→ Instructions to follow: Reproduce the part of the winter pet safety article starting at "Here are some" and ending at "seek medical care.", word for word.

→ Excerpted text:

Our pets are part of our family, and just as we make provisions to keep our children warm and cozy in the winter, the same must be done for our dogs and cats. The frigid winter temperatures are not just inconvenient; they can be incredibly dangerous for our pets. Experts say frostbite can take hold in less than 15 minutes, and animals are not exempt from this despite their furry coats.
Frostbite is bad enough, but hypothermia is the most dangerous hazard when the weather gets this cold. Signs of hypothermia include violent shivering followed by listlessness, a rectal temperature below 95-degrees Fahrenheit, weak pulse, lethargy, and coma. It can become fatal very fast.
It goes without saying that every dog and cat needs to be indoors during cold temperatures like these. I would argue, however, that dogs and cats need to be indoors during any cold temperatures. If you are cold, they are cold, simple as that. Outdoors is no place for pets.
Here are some other tips to keep your precious pups and kitties contented and protected this winter:
Pay extra attention to puppies. Puppies are more susceptible to the cold than dogs due to their tender age. They will suffer from the harsh realities of the cold quicker and should not spend much time outdoors in harsh weather conditions. In addition, they may have some issues potty training during cold spells. Understandably, puppies may have more accidents in this weather.
Frostbite most often occurs on the thin, exposed areas of a dog. The skin of their ears, tail, scrotum, and paws may look blue or white but will appear red and inflamed when circulation comes back. The surface of the skin may peel and eventually turn black. Use warm (not hot) compresses on the affected areas and then seek medical care.

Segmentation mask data
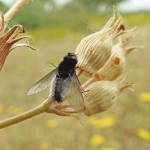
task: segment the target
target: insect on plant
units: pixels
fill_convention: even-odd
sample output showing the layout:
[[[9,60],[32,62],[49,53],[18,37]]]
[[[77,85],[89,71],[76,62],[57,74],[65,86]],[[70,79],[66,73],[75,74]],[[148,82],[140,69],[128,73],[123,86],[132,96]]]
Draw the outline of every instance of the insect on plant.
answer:
[[[80,82],[76,76],[77,56],[68,53],[63,61],[53,71],[35,83],[27,95],[36,94],[50,87],[50,95],[54,102],[61,103],[67,100],[76,112],[84,109]]]

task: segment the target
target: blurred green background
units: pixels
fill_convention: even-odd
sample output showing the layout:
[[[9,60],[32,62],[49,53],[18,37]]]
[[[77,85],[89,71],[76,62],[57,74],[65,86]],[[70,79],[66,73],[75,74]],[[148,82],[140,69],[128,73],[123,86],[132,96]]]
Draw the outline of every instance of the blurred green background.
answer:
[[[28,89],[51,69],[46,61],[58,65],[63,56],[74,52],[85,36],[99,31],[116,13],[125,19],[123,35],[139,34],[131,45],[144,45],[127,57],[125,82],[135,83],[134,91],[125,90],[116,104],[106,112],[86,117],[84,126],[76,119],[41,114],[0,130],[2,150],[149,150],[150,149],[150,11],[124,12],[117,9],[121,0],[72,0],[64,5],[53,0],[28,1],[9,22],[25,27],[25,35],[37,51],[17,48],[12,51],[0,72],[0,120],[13,117],[38,106],[49,90],[27,96]],[[9,5],[0,2],[6,13]],[[103,8],[103,11],[101,11]],[[117,15],[116,15],[117,16]],[[117,17],[116,17],[117,18]],[[117,19],[116,19],[117,20]],[[115,21],[116,21],[115,20]],[[81,83],[85,82],[81,76]]]

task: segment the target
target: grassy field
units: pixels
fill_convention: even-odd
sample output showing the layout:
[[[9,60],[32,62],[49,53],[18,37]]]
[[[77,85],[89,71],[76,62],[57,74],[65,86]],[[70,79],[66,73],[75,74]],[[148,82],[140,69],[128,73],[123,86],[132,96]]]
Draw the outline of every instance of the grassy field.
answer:
[[[145,45],[143,49],[133,51],[127,57],[126,70],[132,71],[125,82],[135,83],[134,91],[125,90],[116,104],[106,112],[90,117],[80,114],[84,126],[74,118],[43,113],[2,129],[0,149],[149,150],[149,27],[150,23],[140,24],[135,31],[123,36],[125,38],[139,33],[131,45]],[[132,28],[132,25],[127,28]],[[58,65],[62,57],[68,52],[74,52],[80,40],[90,33],[91,31],[64,31],[60,28],[29,32],[28,34],[35,38],[35,42],[30,42],[30,45],[38,50],[15,49],[7,57],[0,73],[0,120],[41,104],[48,96],[49,90],[33,96],[27,96],[26,93],[31,85],[50,71],[46,69],[45,62],[50,61]],[[82,83],[85,81],[83,77],[80,79]]]

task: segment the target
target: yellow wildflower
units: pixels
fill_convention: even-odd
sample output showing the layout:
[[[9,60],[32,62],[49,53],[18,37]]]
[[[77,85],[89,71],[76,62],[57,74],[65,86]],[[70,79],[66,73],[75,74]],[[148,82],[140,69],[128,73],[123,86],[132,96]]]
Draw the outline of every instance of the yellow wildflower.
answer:
[[[98,146],[105,143],[105,138],[101,136],[100,134],[95,134],[92,136],[90,144],[92,146]]]
[[[150,92],[143,92],[139,95],[141,101],[150,102]]]
[[[102,119],[91,117],[87,119],[87,124],[93,125],[97,128],[107,128],[115,124],[115,119],[113,116],[106,116]]]
[[[0,106],[0,113],[2,113],[4,111],[4,107]]]
[[[89,125],[95,125],[96,122],[97,122],[97,120],[98,120],[97,117],[90,117],[90,118],[87,119],[86,122],[87,122],[87,124],[89,124]]]
[[[55,128],[58,126],[58,121],[55,119],[48,120],[46,121],[46,126],[49,128]]]
[[[137,130],[137,135],[144,140],[150,141],[150,132],[143,128]]]
[[[115,150],[114,148],[102,148],[101,150]]]
[[[40,145],[40,150],[48,150],[49,149],[49,145],[47,143],[43,143]]]

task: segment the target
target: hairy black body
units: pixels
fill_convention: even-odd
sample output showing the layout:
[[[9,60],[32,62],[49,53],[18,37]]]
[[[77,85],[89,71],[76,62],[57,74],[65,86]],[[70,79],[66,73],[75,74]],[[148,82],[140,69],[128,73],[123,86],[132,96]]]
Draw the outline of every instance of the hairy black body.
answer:
[[[36,94],[50,87],[50,95],[54,101],[61,103],[67,100],[77,112],[83,111],[84,102],[80,82],[76,76],[77,56],[68,53],[56,69],[35,83],[27,95]]]
[[[64,60],[58,66],[58,74],[56,76],[54,100],[57,102],[63,101],[62,91],[65,79],[70,78],[75,73],[77,58],[75,54],[68,53]]]

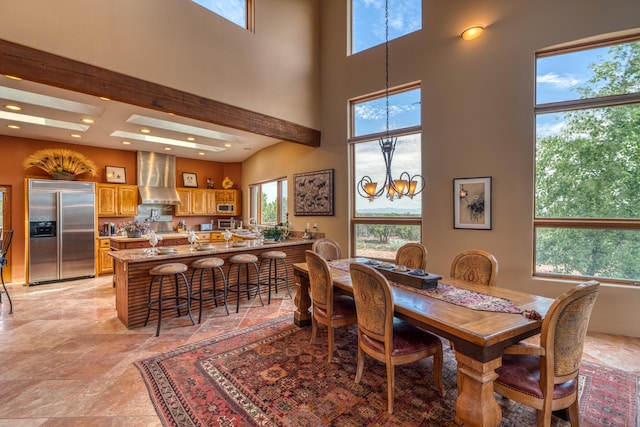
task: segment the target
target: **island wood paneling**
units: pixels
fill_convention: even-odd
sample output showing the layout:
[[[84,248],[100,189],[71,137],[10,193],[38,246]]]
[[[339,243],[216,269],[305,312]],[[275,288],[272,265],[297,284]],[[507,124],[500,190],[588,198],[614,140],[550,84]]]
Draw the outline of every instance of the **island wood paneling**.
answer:
[[[149,283],[151,281],[151,276],[149,275],[149,270],[153,267],[165,264],[167,262],[180,262],[186,265],[190,265],[193,261],[199,258],[205,257],[218,257],[225,260],[225,265],[223,266],[225,275],[227,274],[229,265],[227,264],[227,259],[238,253],[250,253],[259,256],[260,253],[270,251],[270,250],[278,250],[287,254],[287,277],[289,278],[289,290],[292,296],[295,296],[297,287],[295,282],[295,277],[293,275],[292,264],[305,262],[304,252],[305,250],[310,250],[313,241],[307,241],[303,244],[296,244],[292,246],[258,246],[258,247],[247,247],[243,248],[242,251],[233,251],[226,253],[216,253],[216,254],[201,254],[198,252],[194,252],[193,256],[180,257],[176,259],[167,260],[165,259],[154,259],[153,257],[148,258],[143,262],[131,262],[125,263],[118,259],[114,259],[115,266],[115,274],[116,274],[116,309],[118,312],[118,318],[127,328],[137,328],[144,325],[144,321],[147,316],[147,302],[149,300]],[[263,274],[266,275],[266,271],[268,268],[268,263],[264,263],[263,268],[260,271],[261,277]],[[234,268],[235,271],[235,268]],[[251,271],[251,269],[250,269]],[[191,280],[192,269],[185,273],[188,280]],[[250,275],[251,280],[255,281],[255,273]],[[158,279],[156,279],[157,281]],[[169,280],[169,281],[168,281]],[[232,277],[228,278],[230,283],[236,283],[236,275],[232,274]],[[220,285],[220,281],[217,282],[217,285]],[[211,275],[207,274],[205,277],[205,286],[211,286]],[[157,286],[154,285],[154,292],[152,293],[152,298],[157,298]],[[165,279],[165,294],[166,292],[173,292],[173,278]],[[197,289],[197,288],[196,288]],[[273,289],[275,292],[275,289]],[[183,292],[183,291],[181,291]],[[261,294],[262,299],[267,304],[267,296],[269,292],[269,287],[267,285],[261,286]],[[286,292],[282,285],[278,287],[278,294],[283,295],[283,292]],[[183,292],[184,293],[184,292]],[[182,294],[181,294],[182,295]],[[186,295],[186,294],[184,294]],[[286,293],[284,294],[286,295]],[[246,298],[246,293],[240,294],[241,298]],[[229,311],[233,311],[233,305],[236,302],[236,295],[229,294],[227,305],[229,306]],[[211,301],[206,301],[204,307],[211,307]],[[192,312],[197,315],[197,304],[192,303]],[[221,308],[221,310],[223,310]],[[183,316],[185,313],[182,313]],[[162,314],[163,318],[171,318],[177,317],[177,313],[174,310],[164,311]],[[157,312],[152,311],[151,316],[149,318],[150,324],[155,324],[157,322]],[[195,317],[194,317],[195,318]]]

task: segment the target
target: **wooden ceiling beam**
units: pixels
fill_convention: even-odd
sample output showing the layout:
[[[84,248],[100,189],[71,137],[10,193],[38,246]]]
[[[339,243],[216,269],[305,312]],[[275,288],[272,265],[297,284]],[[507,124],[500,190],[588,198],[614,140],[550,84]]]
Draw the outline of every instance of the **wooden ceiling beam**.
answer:
[[[0,39],[0,74],[310,147],[320,131]]]

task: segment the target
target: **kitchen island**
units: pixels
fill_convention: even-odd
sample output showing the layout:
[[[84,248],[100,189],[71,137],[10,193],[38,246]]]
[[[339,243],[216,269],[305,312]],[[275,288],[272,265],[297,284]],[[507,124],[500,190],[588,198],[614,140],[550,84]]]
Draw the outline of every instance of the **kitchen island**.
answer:
[[[118,312],[118,318],[127,328],[137,328],[144,325],[145,318],[147,316],[147,301],[149,299],[148,289],[151,276],[149,270],[153,267],[170,263],[179,262],[190,265],[193,261],[199,258],[205,257],[218,257],[225,260],[224,272],[226,275],[228,265],[226,260],[239,253],[250,253],[256,256],[260,256],[262,252],[278,250],[287,254],[287,264],[289,269],[287,275],[289,277],[289,287],[292,292],[296,291],[295,277],[293,275],[294,263],[305,262],[304,252],[310,250],[314,240],[291,238],[283,242],[275,242],[270,244],[259,244],[257,240],[247,240],[245,246],[234,246],[226,243],[212,243],[210,248],[205,250],[196,249],[197,246],[191,248],[190,245],[176,245],[175,252],[171,254],[150,254],[148,248],[144,249],[123,249],[112,251],[109,256],[113,258],[114,278],[116,287],[116,310]],[[191,269],[186,273],[187,279],[191,278]],[[266,274],[265,268],[260,274]],[[230,278],[231,282],[235,281],[235,277]],[[255,280],[255,277],[252,278]],[[211,282],[210,275],[207,275],[206,280]],[[205,280],[205,286],[210,286]],[[268,292],[268,286],[263,286],[261,289],[264,296]],[[279,289],[280,292],[282,290]],[[154,296],[155,297],[155,296]],[[235,302],[235,295],[229,295],[229,301],[227,304]],[[233,299],[231,299],[233,298]],[[296,292],[296,298],[298,298]],[[205,304],[205,307],[211,306]],[[157,313],[152,312],[150,323],[154,323]],[[162,317],[175,317],[174,311],[166,311]]]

→ Output of the exercise:
Here are some other tips to keep your precious pups and kitties contented and protected this winter:
Pay extra attention to puppies. Puppies are more susceptible to the cold than dogs due to their tender age. They will suffer from the harsh realities of the cold quicker and should not spend much time outdoors in harsh weather conditions. In addition, they may have some issues potty training during cold spells. Understandably, puppies may have more accidents in this weather.
Frostbite most often occurs on the thin, exposed areas of a dog. The skin of their ears, tail, scrotum, and paws may look blue or white but will appear red and inflamed when circulation comes back. The surface of the skin may peel and eventually turn black. Use warm (not hot) compresses on the affected areas and then seek medical care.